◆ Work order:
According to the profile of the two leukemia researchers below, in what year did Soheil Meshinchi's family immigrate to the U.S.?

◆ Passage for review:
──────

The survival rate among children with acute myeloid leukemia (a very aggressive form of the blood cancer) is around 50 percent. Drs. Marie Bleakley and Soheil Meshinchi of the Fred Hutchinson Cancer Research Center hope to help kids beat those odds. Their groundbreaking research on immunotherapy and genome mapping, respectively, could mark a giant leap forward in pediatric cancer treatment.

 

Becoming Doctors

Marie Bleakley: My grandfather was a family physician, and I always knew I wanted to be a doctor. My passion for pediatric oncology—leukemia in particular—came later. I did some really world-class research training and completed my first fellowship in Australia.

Soheil Meshinchi: My family immigrated to the U.S. in 1978 during the Iranian revolution. There was a significant concern about persecution of religious minorities. So we started a new life in Southern Michigan. My initial interest was actually engineering, but I fell in love with medical research.

Getting to Seattle

MB: I came to the states, to Fred Hutch and Seattle Children’s, to do a second fellowship. My husband thought we were staying for a couple of years. He’s still happily putting up with the situation.
SM: I saw Fred Hutch as one of the world leaders in blood cancer [research]. It’s one of the very few places where the resources both intellectual and physical are available to do some very innovative research.

For the Kids

MB: I was really inspired by the children and their families. You develop long-term relationships with them, because leukemia does take a long time to treat. 

SM: Pediatric oncology is actually a very optimistic and hopeful field because the cure rates are much better than adult cancers. This is where I want to spend my research career.

──────

◆ Items in a dataset:
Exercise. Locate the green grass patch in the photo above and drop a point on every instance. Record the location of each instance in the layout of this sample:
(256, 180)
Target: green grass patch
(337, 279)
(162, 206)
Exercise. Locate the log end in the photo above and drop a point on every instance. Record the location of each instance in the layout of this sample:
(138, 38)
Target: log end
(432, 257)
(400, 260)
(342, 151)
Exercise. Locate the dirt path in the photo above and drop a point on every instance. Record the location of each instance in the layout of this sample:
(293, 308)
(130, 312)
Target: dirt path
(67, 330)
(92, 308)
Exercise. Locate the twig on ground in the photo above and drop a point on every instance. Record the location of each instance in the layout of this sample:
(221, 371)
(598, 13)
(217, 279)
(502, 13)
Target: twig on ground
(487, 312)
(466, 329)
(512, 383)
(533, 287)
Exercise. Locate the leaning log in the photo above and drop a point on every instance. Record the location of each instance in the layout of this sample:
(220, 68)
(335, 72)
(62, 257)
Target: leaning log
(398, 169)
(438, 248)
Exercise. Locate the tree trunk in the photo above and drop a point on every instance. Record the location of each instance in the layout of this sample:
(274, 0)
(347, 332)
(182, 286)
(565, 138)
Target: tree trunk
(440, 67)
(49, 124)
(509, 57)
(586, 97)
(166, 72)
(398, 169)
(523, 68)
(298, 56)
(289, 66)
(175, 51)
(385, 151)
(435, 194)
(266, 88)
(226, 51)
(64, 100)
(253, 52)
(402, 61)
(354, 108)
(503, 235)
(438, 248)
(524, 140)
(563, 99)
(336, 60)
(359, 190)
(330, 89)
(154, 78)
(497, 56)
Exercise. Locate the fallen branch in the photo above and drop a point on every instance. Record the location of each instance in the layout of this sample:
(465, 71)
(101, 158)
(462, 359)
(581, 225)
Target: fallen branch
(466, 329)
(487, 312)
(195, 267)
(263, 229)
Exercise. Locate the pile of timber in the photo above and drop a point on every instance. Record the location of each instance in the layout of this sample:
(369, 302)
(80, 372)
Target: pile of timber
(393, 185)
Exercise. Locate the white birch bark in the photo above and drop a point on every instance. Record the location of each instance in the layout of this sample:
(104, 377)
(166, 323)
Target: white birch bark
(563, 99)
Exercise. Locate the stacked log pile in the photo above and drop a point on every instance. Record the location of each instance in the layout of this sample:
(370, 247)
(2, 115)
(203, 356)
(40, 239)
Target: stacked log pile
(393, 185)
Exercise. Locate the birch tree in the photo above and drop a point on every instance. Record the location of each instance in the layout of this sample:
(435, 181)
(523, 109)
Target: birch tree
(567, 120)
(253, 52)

──────

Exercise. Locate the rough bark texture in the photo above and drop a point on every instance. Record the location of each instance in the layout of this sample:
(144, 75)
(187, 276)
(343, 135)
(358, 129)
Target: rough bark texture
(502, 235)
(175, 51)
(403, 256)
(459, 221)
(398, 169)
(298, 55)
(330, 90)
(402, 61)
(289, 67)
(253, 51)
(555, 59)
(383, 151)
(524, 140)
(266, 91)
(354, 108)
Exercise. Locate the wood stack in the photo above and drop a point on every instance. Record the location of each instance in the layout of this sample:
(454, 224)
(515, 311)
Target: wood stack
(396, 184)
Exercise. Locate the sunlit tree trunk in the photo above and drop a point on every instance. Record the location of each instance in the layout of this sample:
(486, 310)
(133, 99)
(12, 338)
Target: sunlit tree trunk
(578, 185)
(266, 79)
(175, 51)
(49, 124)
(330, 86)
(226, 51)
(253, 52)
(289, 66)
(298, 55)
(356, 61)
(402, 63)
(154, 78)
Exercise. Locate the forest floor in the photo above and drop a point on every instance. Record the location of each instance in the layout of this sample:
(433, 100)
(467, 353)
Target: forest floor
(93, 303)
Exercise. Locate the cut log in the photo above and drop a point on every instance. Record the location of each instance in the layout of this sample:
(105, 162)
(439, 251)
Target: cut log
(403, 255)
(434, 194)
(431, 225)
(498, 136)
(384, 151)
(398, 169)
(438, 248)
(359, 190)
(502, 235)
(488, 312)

──────

◆ Output of the task:
1978, during the Iranian revolution.